─── Data for this exercise ───

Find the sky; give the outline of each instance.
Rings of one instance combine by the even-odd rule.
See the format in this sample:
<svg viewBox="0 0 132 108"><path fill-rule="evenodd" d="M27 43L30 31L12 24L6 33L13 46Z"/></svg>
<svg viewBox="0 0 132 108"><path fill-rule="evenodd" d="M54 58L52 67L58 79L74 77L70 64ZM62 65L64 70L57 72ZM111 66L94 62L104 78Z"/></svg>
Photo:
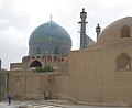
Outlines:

───

== Given instruction ==
Reproduce all of the data above verbatim, omitting the picture.

== Solution below ==
Find the sky; give the outline of each instance.
Rings of one instance combine by the even-odd rule.
See the format in this sample:
<svg viewBox="0 0 132 108"><path fill-rule="evenodd" d="M27 43L30 31L12 24L6 33L13 46Z"/></svg>
<svg viewBox="0 0 132 108"><path fill-rule="evenodd" d="M54 58L52 67L58 79L74 77L70 64ZM62 65L64 70L57 72ZM111 66L94 62L104 78Z"/></svg>
Photo:
Outlines:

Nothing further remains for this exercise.